▸ EXERCISE AIM:
Reproduce word for word the lines between those holding "negative clicks: (49, 548)" and "549L75 548L81 544V534L76", inclusive, and nothing else from the data below.

Dataset entries:

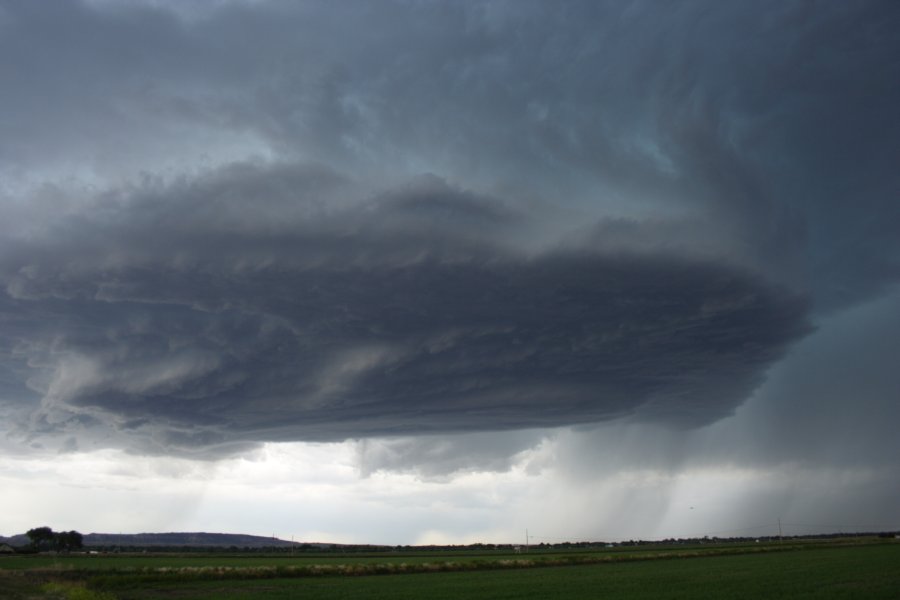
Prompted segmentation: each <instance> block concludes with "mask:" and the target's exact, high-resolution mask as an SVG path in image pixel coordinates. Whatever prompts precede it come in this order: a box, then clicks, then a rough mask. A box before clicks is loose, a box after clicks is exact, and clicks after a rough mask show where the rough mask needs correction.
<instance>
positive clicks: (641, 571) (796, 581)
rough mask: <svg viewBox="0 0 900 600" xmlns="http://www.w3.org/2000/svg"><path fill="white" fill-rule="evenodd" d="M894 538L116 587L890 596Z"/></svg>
mask: <svg viewBox="0 0 900 600" xmlns="http://www.w3.org/2000/svg"><path fill="white" fill-rule="evenodd" d="M898 593H900V545H894V546H887V545H884V546H865V547H853V548H821V549H815V550H798V551H795V552H784V553H772V554H749V555H736V556H708V557H702V558H695V559H680V560H653V561H639V562H619V563H609V564H602V563H601V564H591V565H579V566H567V567H550V568H533V569H521V570H498V571H471V572H455V573H454V572H439V573H416V574H409V575H384V576H371V577H325V578H304V579H269V580H259V581H248V580H238V581H215V580H213V581H203V582H193V583H172V584H162V585H155V586H154V587H153V588H149V589H121V590H119V591H118V593H117V596H118V597H119V598H120V599H121V600H148V599H150V598H196V599H206V598H208V599H213V598H223V599H227V600H247V599H251V598H271V599H280V598H285V599H286V598H298V597H300V598H321V599H324V600H328V599H341V598H369V599H372V600H378V599H385V600H387V599H390V600H403V599H405V598H410V599H412V598H423V597H427V598H430V599H434V600H443V599H448V600H449V599H457V598H496V599H500V598H510V599H512V598H519V599H525V600H528V599H531V598H533V599H535V600H539V599H540V600H546V599H547V598H567V599H573V600H577V599H580V598H603V597H608V598H635V599H643V598H646V599H651V598H652V599H659V598H801V599H802V598H809V599H812V598H816V599H819V598H892V599H893V598H897V596H898Z"/></svg>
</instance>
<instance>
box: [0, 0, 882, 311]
mask: <svg viewBox="0 0 900 600" xmlns="http://www.w3.org/2000/svg"><path fill="white" fill-rule="evenodd" d="M4 6H5V9H4V11H5V18H4V21H3V22H4V25H3V27H4V36H3V37H2V38H0V40H2V41H0V44H3V46H2V47H0V51H2V53H3V54H4V55H6V56H15V57H20V59H18V60H15V61H4V62H3V63H2V65H3V71H2V73H0V77H2V80H3V83H4V86H3V87H4V89H5V90H7V93H6V94H5V95H4V99H3V102H4V113H5V114H6V115H7V118H6V119H5V120H4V121H3V122H2V127H3V130H2V135H0V140H3V141H0V156H2V157H3V158H4V160H5V163H6V164H7V165H14V166H15V168H13V167H9V168H8V170H7V174H8V175H10V176H12V174H14V173H15V172H18V171H21V170H23V169H24V170H28V169H30V168H45V166H46V165H48V164H56V163H60V164H66V163H69V164H72V163H74V164H76V165H81V166H84V165H89V168H90V169H91V170H94V171H97V170H99V171H100V172H106V171H109V172H111V173H116V167H115V165H118V164H119V163H122V166H121V168H122V170H123V171H124V172H125V174H127V175H130V174H133V173H134V172H137V171H140V170H147V169H148V168H149V169H151V170H152V169H153V168H155V167H156V165H158V163H159V160H162V159H161V158H160V157H175V158H174V159H173V160H181V161H188V162H190V161H196V159H197V157H198V156H200V155H202V154H204V153H210V152H211V153H215V152H217V151H220V149H221V148H230V149H229V150H227V151H228V152H239V151H240V150H238V148H240V147H246V146H248V145H249V146H252V147H253V148H254V150H251V151H250V152H251V153H252V152H257V151H258V152H262V151H268V152H273V153H276V154H278V155H280V156H286V157H289V158H291V159H293V158H298V157H299V158H301V159H303V160H309V161H318V162H323V163H326V164H328V165H330V166H332V167H334V168H335V169H336V170H338V171H342V172H357V173H360V174H365V175H366V176H372V177H382V176H385V175H387V176H388V178H391V177H396V176H399V177H400V178H401V179H405V178H408V177H409V176H411V175H416V174H418V173H421V172H428V171H430V172H435V173H438V174H439V175H440V176H442V177H445V178H447V179H448V180H450V181H453V182H462V183H463V185H464V186H465V187H467V188H470V189H511V190H514V192H515V194H516V195H517V196H526V195H529V194H530V195H533V196H535V197H537V198H541V199H543V201H544V203H547V202H549V203H550V206H549V207H548V210H547V212H548V213H555V215H554V216H553V217H552V218H569V219H578V220H581V219H583V218H584V217H583V215H582V213H586V214H587V218H588V219H590V220H594V219H596V218H598V217H602V216H607V215H612V216H626V217H635V216H636V215H638V216H640V215H646V214H647V213H648V212H656V213H659V212H660V211H663V212H664V213H666V214H672V215H677V216H678V217H685V216H688V217H693V216H696V214H698V213H699V214H700V215H701V216H703V217H705V218H709V219H711V220H712V221H714V222H716V224H717V225H716V226H717V228H718V229H719V230H720V231H723V232H726V233H727V235H729V236H730V237H732V238H733V239H735V240H738V241H739V243H740V244H742V245H744V246H745V247H746V248H747V249H752V251H753V253H755V255H756V259H757V260H758V261H760V262H763V263H765V264H767V265H768V270H769V272H768V275H769V276H770V277H779V278H780V279H781V280H782V281H784V282H789V283H791V284H794V283H795V282H796V281H798V280H804V283H803V285H805V286H808V287H809V288H810V289H812V290H814V291H815V294H814V296H815V298H814V301H815V305H816V307H817V308H820V309H822V310H833V309H836V308H840V307H842V306H846V305H849V304H852V303H854V302H857V301H860V300H864V299H866V298H870V297H873V296H875V295H877V294H879V293H882V292H883V291H884V290H885V289H886V288H887V287H889V286H890V285H891V284H892V283H894V282H896V281H897V277H898V275H897V274H898V254H900V248H898V246H897V240H898V239H900V236H898V235H897V231H896V227H895V226H892V225H891V224H892V223H895V222H897V220H898V219H897V218H896V217H897V214H896V211H897V210H898V209H897V204H896V202H893V200H892V199H893V197H894V196H895V191H896V186H897V180H896V174H895V171H896V169H895V168H894V167H895V165H894V162H893V161H892V160H891V157H893V156H896V155H897V154H900V147H898V143H900V142H898V140H900V129H898V127H900V125H898V121H897V119H896V118H894V108H893V107H894V106H896V104H897V102H898V100H900V87H898V86H900V84H898V83H897V82H898V81H900V65H898V64H897V61H896V58H895V57H896V56H897V55H898V54H900V41H898V39H897V35H896V31H897V30H898V28H900V27H898V26H900V14H898V12H900V11H898V10H897V9H896V6H895V3H893V2H890V1H871V2H860V3H852V4H848V3H843V2H824V3H819V4H815V5H811V4H809V3H803V2H797V3H794V2H787V3H785V2H763V3H756V4H754V6H752V7H750V6H744V5H738V4H728V5H710V4H707V3H704V2H687V3H680V4H678V5H666V6H659V5H656V4H653V5H647V4H644V3H641V2H633V3H600V2H574V1H573V2H567V3H566V7H565V10H557V9H556V8H555V7H549V6H548V5H546V4H542V3H522V2H514V3H505V2H491V3H477V4H475V3H465V2H461V3H425V4H410V3H404V2H385V3H379V5H377V6H375V5H372V4H370V3H367V2H358V3H357V2H350V3H341V5H340V6H330V7H328V8H327V9H325V8H323V7H321V5H318V4H314V3H295V4H291V5H282V4H276V3H253V4H248V5H245V4H242V3H226V4H222V5H218V6H216V7H215V8H208V9H202V8H200V7H194V8H193V9H191V10H185V11H182V14H181V16H178V14H176V13H175V12H172V11H170V10H167V9H166V8H165V5H156V6H149V5H148V6H141V5H140V4H137V5H129V6H128V7H120V6H115V5H112V6H107V5H103V4H100V5H89V4H83V3H78V2H65V3H60V2H46V3H43V2H42V3H36V4H35V3H16V2H10V3H7V4H5V5H4ZM185 15H187V18H185ZM398 23H404V24H406V25H405V26H403V27H398V26H397V24H398ZM35 40H40V44H35V43H34V41H35ZM221 151H222V152H225V151H226V150H221ZM73 156H77V158H73ZM126 163H127V164H128V165H130V166H128V167H127V168H126ZM147 165H151V166H150V167H148V166H147ZM76 172H77V169H76ZM562 198H565V199H564V200H563V199H562ZM570 212H571V213H572V214H571V215H569V216H568V217H565V216H564V215H566V214H568V213H570ZM872 214H879V215H882V218H877V219H873V218H871V217H870V216H867V215H872ZM548 218H549V217H548Z"/></svg>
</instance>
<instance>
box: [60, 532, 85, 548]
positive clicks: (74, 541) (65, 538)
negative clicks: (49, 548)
mask: <svg viewBox="0 0 900 600" xmlns="http://www.w3.org/2000/svg"><path fill="white" fill-rule="evenodd" d="M55 541H56V544H55V545H56V549H57V550H65V551H67V552H68V551H70V550H78V549H79V548H81V547H82V545H83V544H82V542H83V537H82V535H81V534H80V533H78V532H77V531H74V530H73V531H60V532H59V533H57V534H56V540H55Z"/></svg>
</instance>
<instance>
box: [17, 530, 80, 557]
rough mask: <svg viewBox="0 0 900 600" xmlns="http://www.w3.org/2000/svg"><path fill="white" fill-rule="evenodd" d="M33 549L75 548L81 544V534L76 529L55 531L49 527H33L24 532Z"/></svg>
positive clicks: (72, 549) (54, 549)
mask: <svg viewBox="0 0 900 600" xmlns="http://www.w3.org/2000/svg"><path fill="white" fill-rule="evenodd" d="M25 535H27V536H28V539H29V540H31V547H32V548H34V549H35V550H62V551H66V552H68V551H70V550H77V549H79V548H81V547H82V545H83V541H84V540H83V536H82V535H81V534H80V533H78V532H77V531H74V530H73V531H60V532H58V533H57V532H55V531H53V530H52V529H50V528H49V527H35V528H34V529H29V530H28V531H26V532H25Z"/></svg>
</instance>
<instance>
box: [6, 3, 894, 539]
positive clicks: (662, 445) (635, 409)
mask: <svg viewBox="0 0 900 600" xmlns="http://www.w3.org/2000/svg"><path fill="white" fill-rule="evenodd" d="M897 106H900V5H898V3H897V2H894V1H892V0H861V1H857V2H844V1H839V0H823V1H819V2H813V1H810V0H805V1H784V0H777V1H774V0H773V1H768V0H762V1H754V2H749V1H748V2H743V1H742V2H717V1H716V2H713V1H691V0H686V1H684V2H662V1H657V0H650V1H639V0H635V1H624V0H623V1H610V2H605V1H597V0H589V1H585V2H580V1H576V0H563V1H560V2H547V1H544V2H539V1H529V0H514V1H513V0H509V1H501V0H485V1H482V2H474V1H452V2H451V1H437V0H434V1H432V0H406V1H399V0H398V1H394V0H378V1H377V2H372V1H357V0H347V1H345V2H338V3H335V2H324V1H301V2H291V3H284V2H269V1H265V0H253V1H251V0H220V1H215V2H213V1H210V2H201V1H199V0H197V1H191V2H186V1H178V2H176V1H175V0H171V1H169V0H138V1H134V2H118V1H114V0H76V1H68V0H66V1H63V0H48V1H46V2H29V1H25V0H0V489H2V490H3V506H4V510H3V511H0V534H4V535H12V534H16V533H21V532H23V531H25V530H27V529H29V528H31V527H36V526H41V525H47V526H50V527H53V528H54V529H57V530H67V529H76V530H79V531H81V532H83V533H88V532H106V533H119V532H123V533H128V532H134V533H136V532H166V531H218V532H231V533H249V534H256V535H276V536H278V537H280V538H282V539H292V538H293V539H295V540H297V541H319V542H345V543H375V544H432V543H440V544H461V543H471V542H502V543H510V542H512V543H523V542H525V540H526V535H527V536H529V537H528V538H527V539H528V541H529V542H530V543H540V542H548V543H550V542H561V541H578V540H609V541H613V540H627V539H638V538H642V539H664V538H668V537H693V536H704V535H709V536H723V537H725V536H744V535H746V536H764V535H775V534H777V533H778V531H779V529H778V528H779V524H780V525H781V527H782V530H783V532H784V533H785V534H788V535H792V534H804V533H824V532H836V531H883V530H896V529H898V528H900V513H898V508H897V503H896V498H897V497H898V496H900V436H898V435H897V433H896V429H897V422H898V420H900V404H898V400H900V369H898V368H897V366H898V363H897V360H898V359H897V357H900V286H898V282H900V165H898V157H900V118H898V113H897ZM526 531H527V534H526Z"/></svg>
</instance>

▸ REPLY:
negative clicks: (49, 548)
mask: <svg viewBox="0 0 900 600" xmlns="http://www.w3.org/2000/svg"><path fill="white" fill-rule="evenodd" d="M55 541H56V544H55V545H56V549H57V550H65V551H67V552H68V551H70V550H78V549H79V548H81V547H82V545H83V544H82V542H83V537H82V535H81V534H80V533H78V532H77V531H74V530H73V531H60V532H59V533H57V534H56V540H55Z"/></svg>
</instance>
<instance>
box: [17, 530, 80, 557]
rough mask: <svg viewBox="0 0 900 600" xmlns="http://www.w3.org/2000/svg"><path fill="white" fill-rule="evenodd" d="M33 549L75 548L81 544V534L76 529L55 531L49 527H33L24 532Z"/></svg>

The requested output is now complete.